**Set exercise:**
Reproduce the records in full, substituting "orchard survey" for every occurrence of "row-crop scouting" and leaving all other text unchanged.
########################################
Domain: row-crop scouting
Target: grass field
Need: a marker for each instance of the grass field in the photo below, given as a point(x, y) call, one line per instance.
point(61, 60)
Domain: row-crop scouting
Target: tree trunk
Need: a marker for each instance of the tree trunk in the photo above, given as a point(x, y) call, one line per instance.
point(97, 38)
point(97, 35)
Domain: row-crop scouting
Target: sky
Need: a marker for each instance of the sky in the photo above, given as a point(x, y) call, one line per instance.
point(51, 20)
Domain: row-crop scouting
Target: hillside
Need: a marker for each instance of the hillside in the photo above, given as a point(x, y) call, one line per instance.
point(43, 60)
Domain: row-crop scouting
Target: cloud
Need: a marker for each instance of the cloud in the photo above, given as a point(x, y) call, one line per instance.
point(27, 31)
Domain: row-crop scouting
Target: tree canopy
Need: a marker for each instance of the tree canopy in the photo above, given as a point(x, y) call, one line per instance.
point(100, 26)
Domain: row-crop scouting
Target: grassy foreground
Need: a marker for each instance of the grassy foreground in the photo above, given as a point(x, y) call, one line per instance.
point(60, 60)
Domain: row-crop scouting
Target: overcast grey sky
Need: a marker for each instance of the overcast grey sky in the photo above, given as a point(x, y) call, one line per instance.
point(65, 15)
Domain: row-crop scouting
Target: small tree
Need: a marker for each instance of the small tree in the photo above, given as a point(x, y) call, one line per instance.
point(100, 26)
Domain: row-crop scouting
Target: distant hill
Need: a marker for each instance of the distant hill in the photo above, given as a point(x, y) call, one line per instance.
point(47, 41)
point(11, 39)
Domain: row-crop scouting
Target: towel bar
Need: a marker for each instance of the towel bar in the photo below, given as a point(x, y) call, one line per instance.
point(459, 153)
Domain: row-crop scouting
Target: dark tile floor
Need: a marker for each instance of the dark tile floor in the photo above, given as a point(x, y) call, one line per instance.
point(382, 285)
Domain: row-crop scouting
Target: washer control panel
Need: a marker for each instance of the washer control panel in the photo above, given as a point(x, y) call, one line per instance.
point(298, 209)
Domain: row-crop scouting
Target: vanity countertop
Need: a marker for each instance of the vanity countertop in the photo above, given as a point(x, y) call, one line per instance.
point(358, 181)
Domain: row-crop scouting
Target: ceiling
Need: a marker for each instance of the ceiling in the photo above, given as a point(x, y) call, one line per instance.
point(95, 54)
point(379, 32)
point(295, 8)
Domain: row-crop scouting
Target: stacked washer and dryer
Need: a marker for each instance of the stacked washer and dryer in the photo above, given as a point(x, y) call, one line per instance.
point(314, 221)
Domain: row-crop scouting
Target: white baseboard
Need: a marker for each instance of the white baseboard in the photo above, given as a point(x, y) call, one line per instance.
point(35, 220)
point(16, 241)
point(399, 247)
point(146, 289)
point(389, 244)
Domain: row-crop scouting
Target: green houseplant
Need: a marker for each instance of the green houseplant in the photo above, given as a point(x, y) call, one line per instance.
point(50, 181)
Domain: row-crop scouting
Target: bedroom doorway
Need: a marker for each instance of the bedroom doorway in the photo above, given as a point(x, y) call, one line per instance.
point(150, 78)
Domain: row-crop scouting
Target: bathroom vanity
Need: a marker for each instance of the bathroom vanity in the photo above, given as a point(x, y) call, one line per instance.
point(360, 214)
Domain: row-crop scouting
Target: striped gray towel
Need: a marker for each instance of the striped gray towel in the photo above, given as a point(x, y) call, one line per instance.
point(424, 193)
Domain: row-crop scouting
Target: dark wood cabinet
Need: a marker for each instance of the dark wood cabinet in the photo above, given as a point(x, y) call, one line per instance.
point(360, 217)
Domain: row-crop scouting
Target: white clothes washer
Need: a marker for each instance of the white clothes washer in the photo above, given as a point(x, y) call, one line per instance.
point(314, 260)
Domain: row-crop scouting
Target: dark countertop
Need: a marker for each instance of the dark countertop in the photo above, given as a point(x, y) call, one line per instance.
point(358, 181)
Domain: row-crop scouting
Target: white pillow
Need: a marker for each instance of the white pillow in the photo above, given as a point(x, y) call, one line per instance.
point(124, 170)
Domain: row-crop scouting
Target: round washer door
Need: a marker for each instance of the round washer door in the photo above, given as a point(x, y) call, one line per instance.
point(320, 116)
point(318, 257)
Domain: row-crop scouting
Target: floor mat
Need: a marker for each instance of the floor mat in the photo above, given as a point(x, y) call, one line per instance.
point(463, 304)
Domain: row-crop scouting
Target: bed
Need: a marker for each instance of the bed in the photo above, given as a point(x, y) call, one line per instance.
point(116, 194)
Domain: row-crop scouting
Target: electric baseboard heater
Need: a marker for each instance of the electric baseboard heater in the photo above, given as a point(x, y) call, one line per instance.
########################################
**Correct output:**
Domain: orchard survey
Target: grass field
Need: a marker for each instance of the grass field in the photo below, given as a point(x, y) call, one line per instance.
point(61, 60)
Domain: orchard survey
Target: tree trunk
Need: a marker for each instance of the tree trunk in the photo above, given as a point(x, y) call, one line per instance.
point(97, 38)
point(97, 35)
Domain: orchard survey
Target: sky
Need: a marker for each instance of the sky in the photo above, given as a point(x, y) call, one line per instance.
point(51, 20)
Domain: orchard survey
Target: hillside
Need: a marker for each instance of the hillside in the photo above, given as a point(x, y) call, one line per instance.
point(43, 60)
Domain: orchard survey
Target: cloud
Need: a marker for each instance of the cloud in the photo above, given as a point(x, y) call, one line per instance.
point(27, 31)
Domain: orchard survey
Target: tree canopy
Need: a marker for each instance of the tree canopy in the photo above, given as a point(x, y) call, one line per instance.
point(100, 26)
Domain: orchard survey
Target: grassy foreground
Need: a marker for each instance of the grassy foreground in the photo above, given as a point(x, y) call, one line per instance.
point(60, 60)
Domain: orchard survey
Target: overcast grey sky
Need: a marker for each instance of the overcast grey sky in the photo above, given as a point(x, y) call, one line per instance.
point(65, 15)
Domain: orchard survey
Target: small tree
Need: a marker for each instance of the small tree in the photo above, given as a point(x, y) call, one line per instance.
point(100, 26)
Domain: orchard survey
Target: distant hill
Need: a marker for each instance of the distant hill in the photo above, given as a point(x, y) call, one line per instance.
point(47, 41)
point(11, 39)
Domain: orchard survey
Target: towel bar
Need: a marker for each instance of the towel bar in the photo below, given as a point(x, y) call, one line per instance.
point(459, 153)
Domain: orchard survey
Target: dark tile floor
Need: a marker for each instance of the dark tile floor in the photo above, given as a point(x, y) call, one line per instance.
point(382, 285)
Domain: orchard survey
Target: washer control panel
Need: a marker for each instance of the washer control panel in the photo above, given as a point(x, y) call, one line per instance.
point(298, 209)
Domain: orchard survey
Target: vanity countertop
Need: a marker for each instance of the vanity countertop in the photo above, given as a point(x, y) call, one line per instance.
point(358, 181)
Domain: orchard survey
Target: ceiling
Need: a marker for each instance of the ceiling in the photo above, given as a point(x, y) call, one line per instance.
point(95, 54)
point(379, 32)
point(295, 8)
Domain: orchard survey
Target: stacked washer and dryer
Need: a marker for each instance of the stacked washer and dryer in the photo above, given as a point(x, y) call, one line per instance.
point(314, 221)
Domain: orchard survey
Target: white baseboard
Need: a marker for each instance of the white baseboard in the photo above, given as a point(x, y) call, one line per instance.
point(35, 220)
point(16, 241)
point(399, 247)
point(146, 289)
point(389, 244)
Domain: orchard survey
Target: green houseplant
Need: a marker for each instance of the green houseplant in the photo above, given as a point(x, y) call, one line per instance.
point(50, 181)
Domain: orchard survey
Target: bedroom doorway
Need: a marker for each instance of the bedroom doorway in the photo above, given as a point(x, y) call, one line per instance.
point(150, 78)
Domain: orchard survey
Target: bathroom vanity
Need: a marker for each instance of the bathroom vanity in the photo above, given as a point(x, y) call, one line per instance.
point(360, 214)
Domain: orchard survey
Target: striped gray towel
Need: a marker for each instance of the striped gray towel in the photo above, given as a point(x, y) call, one line per instance.
point(424, 193)
Domain: orchard survey
Target: dark wood cabinet
Need: a marker for each instance of the dark wood cabinet in the photo above, given as a point(x, y) call, one line per instance.
point(360, 217)
Domain: orchard survey
Target: white clothes washer
Need: a marker for each instance of the white clothes washer in the photo above, given as a point(x, y) call, one line per instance.
point(314, 260)
Domain: orchard survey
Target: dark countertop
Need: a marker for each instance of the dark countertop in the photo above, given as a point(x, y) call, one line per instance.
point(358, 181)
Domain: orchard survey
Target: white pillow
Need: a marker for each instance of the white pillow in the photo above, given as a point(x, y) call, one line per instance.
point(124, 170)
Domain: orchard survey
Target: round washer door
Need: a marker for each instance of the round washer door in the photo above, given as a point(x, y) call, one line per instance.
point(320, 116)
point(318, 257)
Domain: orchard survey
Target: floor mat
Need: a marker for each instance of the floor mat in the photo above, given as a point(x, y) call, one line per instance.
point(463, 304)
Domain: orchard survey
Target: bed
Need: a marker for each instance of the bed in the photo above, given as a point(x, y) call, one line per instance.
point(116, 194)
Domain: orchard survey
Target: electric baseboard heater
Need: a marker for each instance of the electric baseboard heater in the photo above, given as a point(x, y) call, one line per instance.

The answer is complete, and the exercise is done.